Records shown: Begin
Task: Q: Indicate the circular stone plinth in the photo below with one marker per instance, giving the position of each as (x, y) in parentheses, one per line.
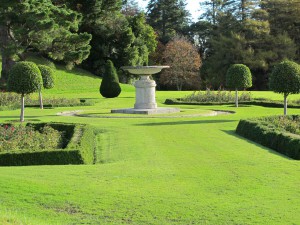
(146, 111)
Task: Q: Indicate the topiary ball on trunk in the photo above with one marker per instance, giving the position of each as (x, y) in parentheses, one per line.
(24, 78)
(238, 77)
(48, 76)
(285, 78)
(110, 87)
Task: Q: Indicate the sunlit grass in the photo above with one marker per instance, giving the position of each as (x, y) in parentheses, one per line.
(154, 170)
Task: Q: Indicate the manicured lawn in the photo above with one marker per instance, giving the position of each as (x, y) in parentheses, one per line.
(155, 170)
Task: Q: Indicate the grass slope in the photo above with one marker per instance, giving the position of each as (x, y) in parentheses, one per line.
(154, 170)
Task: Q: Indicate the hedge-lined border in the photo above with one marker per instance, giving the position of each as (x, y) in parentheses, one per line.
(78, 148)
(284, 143)
(272, 104)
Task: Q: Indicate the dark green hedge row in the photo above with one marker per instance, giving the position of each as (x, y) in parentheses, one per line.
(284, 143)
(264, 103)
(79, 148)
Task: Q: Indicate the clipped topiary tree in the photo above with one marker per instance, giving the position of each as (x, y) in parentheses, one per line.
(285, 79)
(24, 78)
(48, 81)
(238, 77)
(110, 87)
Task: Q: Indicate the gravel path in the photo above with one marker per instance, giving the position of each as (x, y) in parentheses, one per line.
(76, 113)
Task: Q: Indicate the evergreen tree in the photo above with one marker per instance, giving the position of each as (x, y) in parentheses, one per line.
(130, 8)
(184, 61)
(242, 34)
(168, 18)
(33, 25)
(110, 87)
(124, 39)
(284, 18)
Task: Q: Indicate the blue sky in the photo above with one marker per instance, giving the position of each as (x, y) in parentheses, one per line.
(192, 5)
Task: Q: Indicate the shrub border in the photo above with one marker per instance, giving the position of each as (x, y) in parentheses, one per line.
(273, 104)
(284, 143)
(79, 148)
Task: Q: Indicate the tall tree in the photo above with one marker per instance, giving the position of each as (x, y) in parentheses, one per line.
(123, 39)
(168, 18)
(130, 8)
(184, 61)
(284, 18)
(241, 34)
(33, 25)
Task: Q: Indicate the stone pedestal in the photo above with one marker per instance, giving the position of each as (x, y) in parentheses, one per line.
(145, 102)
(145, 93)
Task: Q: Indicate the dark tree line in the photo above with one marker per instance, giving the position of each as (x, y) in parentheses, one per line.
(252, 32)
(256, 33)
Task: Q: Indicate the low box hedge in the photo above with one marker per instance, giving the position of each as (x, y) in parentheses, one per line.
(258, 102)
(78, 148)
(258, 130)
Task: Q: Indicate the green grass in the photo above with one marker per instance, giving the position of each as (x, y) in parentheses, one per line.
(154, 170)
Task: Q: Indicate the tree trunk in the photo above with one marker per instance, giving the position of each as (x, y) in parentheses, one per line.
(22, 108)
(285, 104)
(7, 62)
(236, 98)
(41, 99)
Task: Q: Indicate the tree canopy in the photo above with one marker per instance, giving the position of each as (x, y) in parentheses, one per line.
(40, 26)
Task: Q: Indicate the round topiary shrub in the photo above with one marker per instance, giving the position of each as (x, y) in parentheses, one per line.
(285, 79)
(48, 81)
(110, 87)
(238, 77)
(48, 76)
(24, 78)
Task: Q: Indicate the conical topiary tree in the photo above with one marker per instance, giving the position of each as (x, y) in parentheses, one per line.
(24, 78)
(238, 77)
(110, 87)
(48, 81)
(285, 79)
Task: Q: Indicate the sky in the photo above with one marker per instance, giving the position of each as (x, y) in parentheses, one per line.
(192, 5)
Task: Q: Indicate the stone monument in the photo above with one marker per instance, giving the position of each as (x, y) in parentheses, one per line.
(145, 102)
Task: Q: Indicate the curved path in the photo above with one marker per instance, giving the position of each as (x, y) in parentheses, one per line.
(212, 113)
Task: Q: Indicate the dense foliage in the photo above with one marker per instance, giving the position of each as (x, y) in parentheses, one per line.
(258, 34)
(285, 79)
(26, 137)
(184, 61)
(168, 18)
(110, 87)
(239, 77)
(245, 32)
(219, 96)
(40, 26)
(69, 144)
(24, 78)
(280, 133)
(48, 76)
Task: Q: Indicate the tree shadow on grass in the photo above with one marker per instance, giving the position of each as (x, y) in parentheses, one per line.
(185, 122)
(233, 133)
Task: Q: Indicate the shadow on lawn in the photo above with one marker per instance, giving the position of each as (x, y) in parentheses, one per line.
(233, 133)
(185, 122)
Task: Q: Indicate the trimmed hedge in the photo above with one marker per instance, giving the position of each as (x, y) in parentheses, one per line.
(258, 130)
(78, 148)
(264, 103)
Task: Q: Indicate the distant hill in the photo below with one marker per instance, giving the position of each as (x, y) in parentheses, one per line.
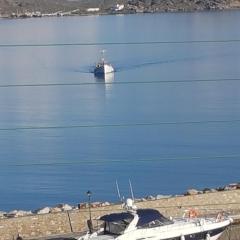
(7, 7)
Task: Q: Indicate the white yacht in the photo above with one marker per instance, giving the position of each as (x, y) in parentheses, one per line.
(102, 67)
(140, 224)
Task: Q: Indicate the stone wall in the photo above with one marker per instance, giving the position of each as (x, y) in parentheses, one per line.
(75, 221)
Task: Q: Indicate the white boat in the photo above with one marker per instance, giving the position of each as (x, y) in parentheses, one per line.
(140, 224)
(102, 67)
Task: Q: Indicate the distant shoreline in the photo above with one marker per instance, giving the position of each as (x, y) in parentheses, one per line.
(23, 13)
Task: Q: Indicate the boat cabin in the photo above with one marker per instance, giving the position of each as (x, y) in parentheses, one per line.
(117, 223)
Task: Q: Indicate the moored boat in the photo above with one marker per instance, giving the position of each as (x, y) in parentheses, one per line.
(102, 67)
(140, 224)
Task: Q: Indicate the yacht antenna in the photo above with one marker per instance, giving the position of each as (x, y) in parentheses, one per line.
(131, 190)
(118, 191)
(102, 53)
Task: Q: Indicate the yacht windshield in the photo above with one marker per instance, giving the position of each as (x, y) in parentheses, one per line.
(116, 228)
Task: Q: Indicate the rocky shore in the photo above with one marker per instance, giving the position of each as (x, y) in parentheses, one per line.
(40, 8)
(66, 207)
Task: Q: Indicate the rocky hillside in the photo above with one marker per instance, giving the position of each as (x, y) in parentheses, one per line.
(13, 7)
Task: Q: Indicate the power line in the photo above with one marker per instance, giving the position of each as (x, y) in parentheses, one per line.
(118, 125)
(120, 83)
(119, 43)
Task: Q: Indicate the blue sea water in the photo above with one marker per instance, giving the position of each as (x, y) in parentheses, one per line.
(154, 122)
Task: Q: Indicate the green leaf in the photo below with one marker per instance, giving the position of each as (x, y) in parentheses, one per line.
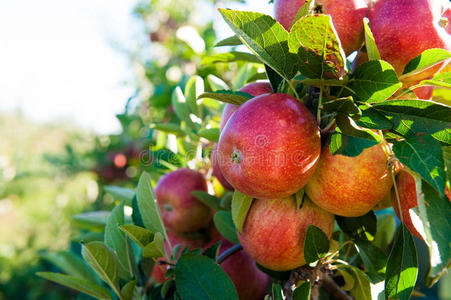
(299, 196)
(240, 207)
(370, 43)
(116, 240)
(199, 277)
(346, 106)
(265, 37)
(232, 97)
(245, 72)
(208, 199)
(155, 248)
(347, 126)
(233, 40)
(374, 81)
(120, 193)
(92, 220)
(305, 9)
(224, 223)
(348, 145)
(313, 39)
(193, 88)
(216, 83)
(211, 134)
(136, 215)
(423, 155)
(275, 79)
(72, 264)
(416, 116)
(363, 227)
(169, 128)
(139, 235)
(362, 287)
(78, 284)
(231, 56)
(425, 60)
(316, 244)
(213, 251)
(435, 213)
(181, 108)
(302, 292)
(402, 266)
(128, 290)
(148, 206)
(318, 82)
(373, 258)
(103, 261)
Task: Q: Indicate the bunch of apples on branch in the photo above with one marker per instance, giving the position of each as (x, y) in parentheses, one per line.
(345, 121)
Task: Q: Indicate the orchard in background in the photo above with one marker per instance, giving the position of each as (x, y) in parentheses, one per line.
(313, 141)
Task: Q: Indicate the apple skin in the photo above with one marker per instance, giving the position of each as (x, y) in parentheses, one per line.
(270, 147)
(403, 29)
(180, 211)
(217, 171)
(347, 17)
(249, 281)
(197, 241)
(255, 89)
(350, 186)
(274, 231)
Records shown: End
Description of the task
From the line containing "Task: Q: Indicate the green leaf" through the last line of the records, both included, output those lines exactly and nothing else; skip the pictures.

Answer to the problem
Task: Q: Indicate the green leaf in the photo below with one marker per instance, giving the position of each as (x, y) in parentheses, one per line.
(299, 196)
(240, 207)
(370, 43)
(116, 240)
(199, 277)
(346, 106)
(265, 37)
(232, 97)
(245, 72)
(208, 199)
(155, 248)
(347, 126)
(233, 40)
(374, 81)
(120, 193)
(92, 220)
(305, 9)
(224, 223)
(348, 145)
(313, 39)
(193, 88)
(216, 83)
(211, 134)
(136, 215)
(423, 155)
(275, 79)
(72, 264)
(416, 116)
(363, 227)
(169, 128)
(139, 235)
(362, 287)
(78, 284)
(231, 56)
(425, 60)
(316, 244)
(213, 251)
(435, 213)
(181, 108)
(302, 292)
(402, 266)
(128, 290)
(148, 206)
(318, 82)
(373, 258)
(103, 261)
Task: Q: Indicate the bunch of apples on branch in the photo above with one marker per instance, giving the position of each as (x, y) in parentheses, one per line.
(345, 121)
Task: Q: Indicate the orchard in background in the photo above with one marker per instance, giving the position of each as (x, y) in parentheses, one per line.
(313, 141)
Task: Q: Indicate the apple skin in the photo above with one marker per instance, giving the position of each as (x, y) in parentheses, one per line.
(270, 147)
(403, 29)
(180, 211)
(217, 171)
(347, 17)
(249, 281)
(197, 241)
(255, 89)
(350, 186)
(274, 231)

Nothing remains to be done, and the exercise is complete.